What the exercise asks
Return every line of the entries below that contains the string "suit". Case counts, so only lines that use the same capitalization qualify.

Task inputs
····················

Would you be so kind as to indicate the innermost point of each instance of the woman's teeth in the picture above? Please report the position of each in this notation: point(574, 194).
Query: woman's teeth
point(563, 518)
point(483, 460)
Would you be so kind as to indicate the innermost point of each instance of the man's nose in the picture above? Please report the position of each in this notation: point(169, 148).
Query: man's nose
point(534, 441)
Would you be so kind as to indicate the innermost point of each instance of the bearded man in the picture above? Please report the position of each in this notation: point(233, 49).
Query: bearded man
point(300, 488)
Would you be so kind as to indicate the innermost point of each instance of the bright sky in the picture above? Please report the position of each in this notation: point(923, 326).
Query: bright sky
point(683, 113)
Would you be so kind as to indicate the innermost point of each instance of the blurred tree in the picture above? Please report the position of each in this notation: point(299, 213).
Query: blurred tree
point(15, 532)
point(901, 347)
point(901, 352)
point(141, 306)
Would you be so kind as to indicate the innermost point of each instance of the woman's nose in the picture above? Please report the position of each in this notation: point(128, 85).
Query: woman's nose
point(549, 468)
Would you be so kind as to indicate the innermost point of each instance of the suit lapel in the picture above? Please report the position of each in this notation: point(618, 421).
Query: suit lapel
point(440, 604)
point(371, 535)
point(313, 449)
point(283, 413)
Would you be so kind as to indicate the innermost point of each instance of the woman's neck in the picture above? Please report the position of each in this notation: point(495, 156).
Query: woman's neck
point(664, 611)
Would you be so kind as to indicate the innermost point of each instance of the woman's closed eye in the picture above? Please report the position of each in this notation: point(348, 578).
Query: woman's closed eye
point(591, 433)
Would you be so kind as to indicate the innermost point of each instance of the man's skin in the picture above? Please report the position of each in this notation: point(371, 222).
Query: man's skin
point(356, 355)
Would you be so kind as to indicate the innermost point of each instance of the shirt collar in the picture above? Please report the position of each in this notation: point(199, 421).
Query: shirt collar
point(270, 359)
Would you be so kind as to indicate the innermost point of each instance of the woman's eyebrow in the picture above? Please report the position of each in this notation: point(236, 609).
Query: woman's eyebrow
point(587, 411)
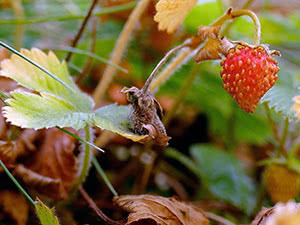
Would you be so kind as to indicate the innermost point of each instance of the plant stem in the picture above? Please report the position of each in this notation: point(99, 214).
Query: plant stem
point(231, 14)
point(94, 207)
point(170, 68)
point(161, 62)
point(284, 132)
point(119, 49)
point(19, 28)
point(89, 62)
point(103, 176)
point(16, 183)
point(86, 160)
point(275, 131)
point(245, 6)
point(188, 83)
point(82, 27)
point(109, 10)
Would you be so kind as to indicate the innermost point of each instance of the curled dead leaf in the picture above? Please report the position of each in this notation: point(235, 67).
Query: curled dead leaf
point(148, 209)
point(280, 214)
point(14, 206)
point(23, 145)
point(53, 169)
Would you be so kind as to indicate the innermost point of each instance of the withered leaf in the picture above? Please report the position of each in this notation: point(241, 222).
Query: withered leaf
point(280, 214)
point(11, 150)
point(148, 209)
point(53, 169)
point(14, 206)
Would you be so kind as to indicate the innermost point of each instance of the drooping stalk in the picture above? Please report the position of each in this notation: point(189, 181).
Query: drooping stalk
point(188, 83)
point(170, 68)
point(86, 161)
point(103, 176)
point(16, 183)
point(81, 28)
point(19, 28)
point(162, 61)
point(183, 56)
point(231, 14)
point(119, 49)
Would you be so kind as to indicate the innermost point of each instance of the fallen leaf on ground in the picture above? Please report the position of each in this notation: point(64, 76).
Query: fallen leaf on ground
point(280, 214)
point(53, 169)
point(14, 206)
point(148, 209)
point(23, 145)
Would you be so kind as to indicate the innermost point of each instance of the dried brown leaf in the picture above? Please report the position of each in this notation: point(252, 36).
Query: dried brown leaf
point(148, 209)
point(54, 164)
point(280, 214)
point(14, 206)
point(11, 150)
point(44, 185)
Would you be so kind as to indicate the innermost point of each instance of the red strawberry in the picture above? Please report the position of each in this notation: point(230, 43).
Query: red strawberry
point(248, 73)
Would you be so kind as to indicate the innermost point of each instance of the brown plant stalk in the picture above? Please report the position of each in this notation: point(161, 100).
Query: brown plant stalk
point(81, 28)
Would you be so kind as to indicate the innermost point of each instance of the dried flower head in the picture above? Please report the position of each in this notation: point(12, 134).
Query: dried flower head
point(170, 13)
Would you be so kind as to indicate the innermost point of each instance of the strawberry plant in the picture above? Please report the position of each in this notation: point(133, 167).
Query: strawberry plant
point(187, 109)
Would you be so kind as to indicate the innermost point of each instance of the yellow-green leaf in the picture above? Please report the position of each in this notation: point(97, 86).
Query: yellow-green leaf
point(33, 78)
point(29, 110)
point(45, 215)
point(116, 119)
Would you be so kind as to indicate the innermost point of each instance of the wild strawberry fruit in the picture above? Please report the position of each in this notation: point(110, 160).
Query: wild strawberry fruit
point(282, 184)
point(248, 73)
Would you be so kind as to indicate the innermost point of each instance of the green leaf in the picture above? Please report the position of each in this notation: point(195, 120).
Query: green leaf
point(33, 78)
point(280, 97)
point(116, 119)
point(45, 215)
point(196, 17)
point(29, 110)
point(222, 173)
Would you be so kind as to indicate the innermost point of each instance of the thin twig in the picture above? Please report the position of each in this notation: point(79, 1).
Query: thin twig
point(162, 61)
point(109, 10)
point(170, 68)
point(82, 27)
point(275, 131)
point(19, 28)
point(188, 83)
point(119, 48)
point(229, 25)
point(284, 132)
point(89, 62)
point(103, 176)
point(94, 207)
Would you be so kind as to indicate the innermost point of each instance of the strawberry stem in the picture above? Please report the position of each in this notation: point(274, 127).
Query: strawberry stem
point(162, 61)
point(231, 14)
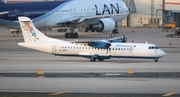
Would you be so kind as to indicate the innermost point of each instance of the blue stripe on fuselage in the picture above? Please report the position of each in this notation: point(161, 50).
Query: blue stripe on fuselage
point(31, 10)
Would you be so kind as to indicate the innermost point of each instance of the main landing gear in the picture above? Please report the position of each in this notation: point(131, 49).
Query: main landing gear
point(115, 31)
point(156, 60)
point(71, 34)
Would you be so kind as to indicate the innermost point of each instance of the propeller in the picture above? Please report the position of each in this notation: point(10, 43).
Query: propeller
point(108, 44)
point(124, 38)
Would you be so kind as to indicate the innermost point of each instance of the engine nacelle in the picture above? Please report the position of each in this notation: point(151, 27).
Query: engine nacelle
point(100, 44)
point(104, 25)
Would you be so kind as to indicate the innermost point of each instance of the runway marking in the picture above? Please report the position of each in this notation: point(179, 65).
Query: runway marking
point(62, 92)
point(40, 72)
point(41, 76)
point(129, 71)
point(169, 94)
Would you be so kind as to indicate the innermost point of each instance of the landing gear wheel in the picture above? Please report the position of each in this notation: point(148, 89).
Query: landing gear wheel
point(156, 60)
point(71, 35)
point(75, 35)
point(67, 35)
point(86, 29)
point(92, 30)
point(115, 31)
point(92, 59)
point(101, 59)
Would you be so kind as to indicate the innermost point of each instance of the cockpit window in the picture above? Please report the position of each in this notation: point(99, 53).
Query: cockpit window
point(153, 47)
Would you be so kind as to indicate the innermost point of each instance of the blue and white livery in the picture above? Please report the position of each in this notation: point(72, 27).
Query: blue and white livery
point(97, 15)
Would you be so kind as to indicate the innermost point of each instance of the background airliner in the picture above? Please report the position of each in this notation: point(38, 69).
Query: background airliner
point(98, 15)
point(100, 50)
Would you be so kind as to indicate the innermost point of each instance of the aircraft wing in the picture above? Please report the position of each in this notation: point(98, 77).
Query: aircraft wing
point(79, 19)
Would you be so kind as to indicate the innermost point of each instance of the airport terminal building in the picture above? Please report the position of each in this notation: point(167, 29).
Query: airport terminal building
point(150, 13)
point(153, 13)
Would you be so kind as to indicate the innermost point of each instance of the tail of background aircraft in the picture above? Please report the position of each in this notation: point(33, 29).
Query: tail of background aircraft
point(30, 32)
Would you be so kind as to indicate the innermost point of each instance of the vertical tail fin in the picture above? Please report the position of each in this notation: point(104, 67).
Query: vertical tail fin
point(30, 32)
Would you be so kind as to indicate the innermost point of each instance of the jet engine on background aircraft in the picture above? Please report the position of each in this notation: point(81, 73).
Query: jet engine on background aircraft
point(104, 25)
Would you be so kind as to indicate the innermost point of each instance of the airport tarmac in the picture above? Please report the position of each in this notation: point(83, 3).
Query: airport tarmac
point(18, 60)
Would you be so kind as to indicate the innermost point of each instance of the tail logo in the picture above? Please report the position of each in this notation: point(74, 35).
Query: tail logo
point(28, 27)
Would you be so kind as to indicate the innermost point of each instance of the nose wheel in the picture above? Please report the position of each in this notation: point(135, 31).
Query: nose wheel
point(71, 35)
point(156, 60)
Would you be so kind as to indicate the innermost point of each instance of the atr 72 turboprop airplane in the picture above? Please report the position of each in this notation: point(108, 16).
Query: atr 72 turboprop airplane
point(97, 15)
point(100, 50)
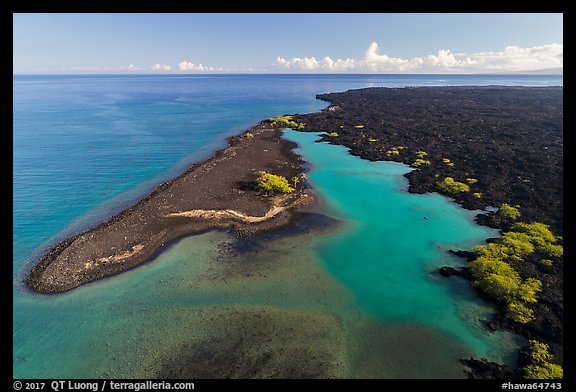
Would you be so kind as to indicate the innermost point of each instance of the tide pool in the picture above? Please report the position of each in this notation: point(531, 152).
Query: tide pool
point(87, 146)
point(389, 254)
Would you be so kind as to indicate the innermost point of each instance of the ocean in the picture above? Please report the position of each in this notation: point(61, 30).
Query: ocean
point(87, 146)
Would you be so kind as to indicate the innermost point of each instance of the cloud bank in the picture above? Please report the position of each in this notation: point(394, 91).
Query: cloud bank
point(510, 59)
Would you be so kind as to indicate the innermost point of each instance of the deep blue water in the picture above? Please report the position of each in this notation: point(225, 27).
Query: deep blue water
point(87, 146)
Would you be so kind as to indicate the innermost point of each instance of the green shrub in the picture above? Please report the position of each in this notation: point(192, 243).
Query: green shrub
point(507, 211)
point(501, 287)
point(540, 366)
point(545, 371)
point(448, 185)
point(551, 250)
point(419, 162)
point(518, 244)
point(539, 351)
point(528, 290)
point(286, 121)
point(546, 262)
point(269, 182)
point(483, 266)
point(519, 312)
point(536, 230)
point(493, 250)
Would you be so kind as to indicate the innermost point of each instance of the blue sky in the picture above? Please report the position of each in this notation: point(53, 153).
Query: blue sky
point(283, 43)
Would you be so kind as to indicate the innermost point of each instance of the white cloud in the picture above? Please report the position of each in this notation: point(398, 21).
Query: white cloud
point(159, 67)
point(511, 58)
point(188, 66)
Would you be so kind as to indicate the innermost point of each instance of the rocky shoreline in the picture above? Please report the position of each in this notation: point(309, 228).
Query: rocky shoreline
point(508, 140)
point(224, 183)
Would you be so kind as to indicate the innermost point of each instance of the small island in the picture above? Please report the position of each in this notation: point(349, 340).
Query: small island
point(221, 192)
point(496, 149)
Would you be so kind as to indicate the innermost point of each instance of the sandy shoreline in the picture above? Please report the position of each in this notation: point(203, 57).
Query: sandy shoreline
point(216, 193)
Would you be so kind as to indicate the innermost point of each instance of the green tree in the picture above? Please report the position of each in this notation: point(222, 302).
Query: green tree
point(519, 312)
point(449, 186)
point(508, 211)
point(269, 182)
point(540, 366)
point(295, 180)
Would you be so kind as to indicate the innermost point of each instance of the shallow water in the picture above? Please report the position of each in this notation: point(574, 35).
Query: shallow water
point(86, 146)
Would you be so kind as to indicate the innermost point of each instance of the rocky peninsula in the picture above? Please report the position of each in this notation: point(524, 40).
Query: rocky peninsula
point(218, 193)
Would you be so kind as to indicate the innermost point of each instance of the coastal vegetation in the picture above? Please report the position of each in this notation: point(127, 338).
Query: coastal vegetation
point(419, 162)
point(509, 212)
point(295, 180)
point(450, 186)
point(273, 183)
point(286, 121)
point(494, 145)
point(540, 365)
point(495, 276)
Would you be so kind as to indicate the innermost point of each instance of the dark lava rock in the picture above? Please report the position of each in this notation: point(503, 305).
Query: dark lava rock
point(483, 369)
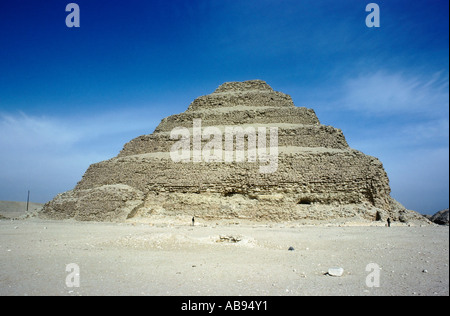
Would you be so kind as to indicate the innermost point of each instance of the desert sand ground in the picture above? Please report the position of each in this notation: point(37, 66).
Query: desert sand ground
point(174, 258)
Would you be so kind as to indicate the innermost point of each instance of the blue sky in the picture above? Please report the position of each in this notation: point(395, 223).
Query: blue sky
point(70, 97)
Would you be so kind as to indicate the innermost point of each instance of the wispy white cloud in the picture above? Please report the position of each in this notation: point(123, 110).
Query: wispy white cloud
point(50, 154)
point(389, 93)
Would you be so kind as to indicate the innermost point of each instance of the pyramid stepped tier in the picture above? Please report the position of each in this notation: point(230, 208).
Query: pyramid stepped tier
point(239, 116)
point(288, 135)
point(316, 175)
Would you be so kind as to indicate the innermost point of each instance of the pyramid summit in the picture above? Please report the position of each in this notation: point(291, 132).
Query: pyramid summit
point(244, 151)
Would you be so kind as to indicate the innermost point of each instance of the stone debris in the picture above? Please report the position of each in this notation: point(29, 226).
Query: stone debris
point(336, 272)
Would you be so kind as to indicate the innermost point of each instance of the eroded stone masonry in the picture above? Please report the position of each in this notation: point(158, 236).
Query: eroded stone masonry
point(318, 177)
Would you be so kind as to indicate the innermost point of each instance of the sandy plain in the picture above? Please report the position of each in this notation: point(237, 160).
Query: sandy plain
point(225, 258)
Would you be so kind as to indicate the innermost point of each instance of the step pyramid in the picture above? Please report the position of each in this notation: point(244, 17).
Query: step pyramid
point(244, 151)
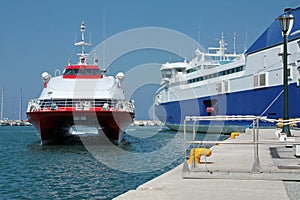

····················

Output for this task
Would you be so kind as to indicate the innermost point of each instance of the suit lapel in the picture above? Please report the position of each in this notation: point(618, 421).
Query: suit lapel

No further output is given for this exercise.